*ASSIGNED TASK*
Pick up the article on China's overseas police stations right after its final sentence and keep writing it.
SUPPLIED TEXT START
What the world was unaware of until now however, is that over the past few years, China may have also been violating international law by secretly sending their police to at least 25 cities in 21 countries, setting up more than 50 illegal police stations across five continents to monitor, threaten and terrorise Chinese nationals living overseas.
The disclosure of China’s discrete and illegal deployment of police across international borders was first detailed in a Spanish NGO’s report released in September, which claimed a covert global network of Chinese police was in operation on foreign soil, primarily in Europe.
Now, as at least two of China’s police stations have been found to be in operation within the Netherlands – one in Amsterdam and the other in Rotterdam – the Dutch Government have embarked on a further investigation.
Transnational repression
The Netherlands have made their standpoint on illegal Chinese overseas police activity in their country crystal clear.
“These agencies are illegal,” said the Dutch Foreign Ministry. “We are investigating exactly what they are doing here.”
SUPPLIED TEXT END
SUPPLIED MATERIAL START
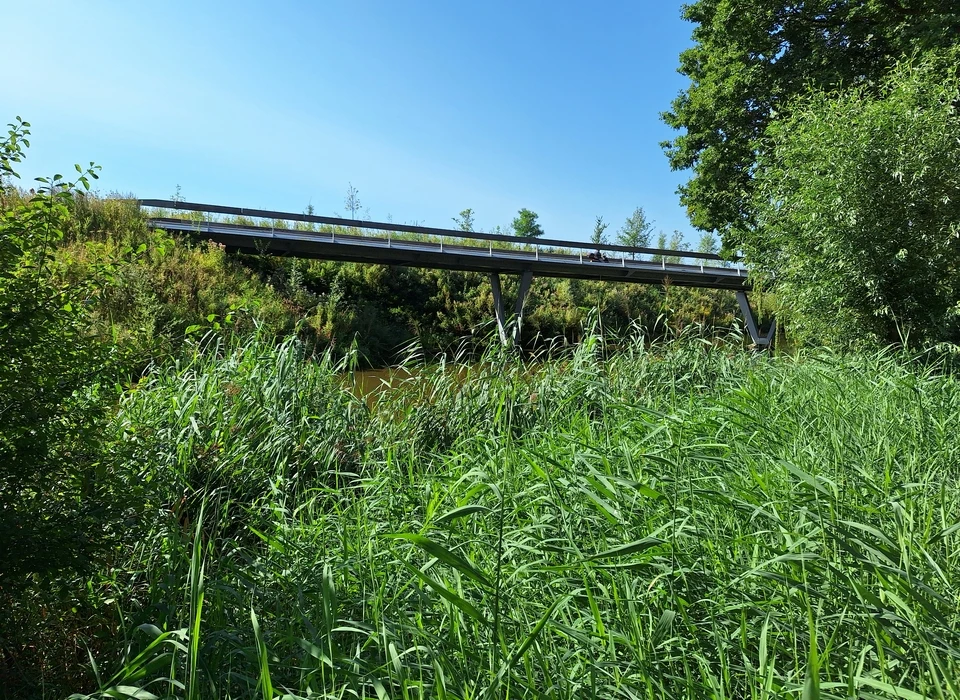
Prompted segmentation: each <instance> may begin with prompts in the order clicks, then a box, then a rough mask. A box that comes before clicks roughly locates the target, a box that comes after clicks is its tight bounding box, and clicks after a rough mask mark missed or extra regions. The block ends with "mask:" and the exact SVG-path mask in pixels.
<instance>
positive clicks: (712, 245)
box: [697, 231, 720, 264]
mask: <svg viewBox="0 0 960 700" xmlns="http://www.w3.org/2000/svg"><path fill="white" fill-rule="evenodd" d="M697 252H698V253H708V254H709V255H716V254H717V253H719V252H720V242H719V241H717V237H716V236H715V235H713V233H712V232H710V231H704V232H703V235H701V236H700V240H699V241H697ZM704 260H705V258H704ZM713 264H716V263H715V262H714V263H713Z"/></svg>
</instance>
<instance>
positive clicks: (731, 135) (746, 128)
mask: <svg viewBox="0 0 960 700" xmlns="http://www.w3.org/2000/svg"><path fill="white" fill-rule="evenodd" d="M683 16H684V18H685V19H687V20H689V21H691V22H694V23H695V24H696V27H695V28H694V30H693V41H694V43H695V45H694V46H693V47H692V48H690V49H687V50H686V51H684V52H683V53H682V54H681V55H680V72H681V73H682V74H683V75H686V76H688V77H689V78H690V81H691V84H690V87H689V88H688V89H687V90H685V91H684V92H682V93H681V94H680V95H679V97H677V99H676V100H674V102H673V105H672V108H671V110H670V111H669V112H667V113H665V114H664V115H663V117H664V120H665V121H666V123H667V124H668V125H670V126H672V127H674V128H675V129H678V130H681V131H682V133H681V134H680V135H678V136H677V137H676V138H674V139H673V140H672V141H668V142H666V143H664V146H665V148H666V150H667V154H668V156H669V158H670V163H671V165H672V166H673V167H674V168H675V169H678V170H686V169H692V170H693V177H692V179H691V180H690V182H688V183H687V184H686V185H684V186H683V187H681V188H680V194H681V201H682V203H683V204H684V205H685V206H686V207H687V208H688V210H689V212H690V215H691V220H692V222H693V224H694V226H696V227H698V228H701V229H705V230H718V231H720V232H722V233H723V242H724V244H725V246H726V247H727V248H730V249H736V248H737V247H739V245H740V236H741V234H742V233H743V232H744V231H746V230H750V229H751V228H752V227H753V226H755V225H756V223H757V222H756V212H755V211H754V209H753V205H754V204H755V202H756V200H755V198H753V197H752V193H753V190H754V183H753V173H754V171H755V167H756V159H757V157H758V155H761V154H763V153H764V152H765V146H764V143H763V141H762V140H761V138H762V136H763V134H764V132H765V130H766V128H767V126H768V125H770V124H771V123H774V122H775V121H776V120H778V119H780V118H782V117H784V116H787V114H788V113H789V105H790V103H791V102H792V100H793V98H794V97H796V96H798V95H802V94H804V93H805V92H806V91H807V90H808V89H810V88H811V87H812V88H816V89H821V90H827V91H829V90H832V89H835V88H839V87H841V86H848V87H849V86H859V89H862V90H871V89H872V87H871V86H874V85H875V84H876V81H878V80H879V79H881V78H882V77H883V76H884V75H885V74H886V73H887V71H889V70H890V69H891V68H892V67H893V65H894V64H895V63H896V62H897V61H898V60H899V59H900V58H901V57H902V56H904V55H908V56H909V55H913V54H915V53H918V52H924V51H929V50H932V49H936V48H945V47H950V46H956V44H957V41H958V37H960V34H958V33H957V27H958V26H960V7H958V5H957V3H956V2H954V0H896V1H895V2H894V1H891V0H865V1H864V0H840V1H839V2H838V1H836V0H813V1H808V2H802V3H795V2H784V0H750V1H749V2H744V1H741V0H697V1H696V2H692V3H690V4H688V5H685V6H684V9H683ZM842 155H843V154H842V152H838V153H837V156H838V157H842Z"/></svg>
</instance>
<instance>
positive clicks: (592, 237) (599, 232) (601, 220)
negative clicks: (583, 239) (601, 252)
SUPPLIED MATERIAL END
*ANSWER TO THE EXERCISE*
The Foreign Minister of Netherlands Wopke Hoekstra also tweeted a stern warning on Wednesday evening, saying, “Just to be clear: foreign interference in our constitutional state is unacceptable.”
The Dutch Ministry’s spokesperson Maxime Hovenkamp stated that “when we have more intel about it we can determine the appropriate action,” asserting the fact that the stations have been established by the Chinese government under the radar of international diplomacy “makes them illegal to begin with.”
One of China’s police stations discovered in Dublin has already been ordered to “close and cease operations” by the Irish Foreign Ministry, who stated it as an unlicensed establishment which opened in the city centre without asking any kind of permission from Ireland’s government.
The UK have also responded by announcing they will be holding a session in Parliament next month to discuss the findings and evidence enclosed within the report, digging deeper into the potential of China’s illegal police activity on British territory.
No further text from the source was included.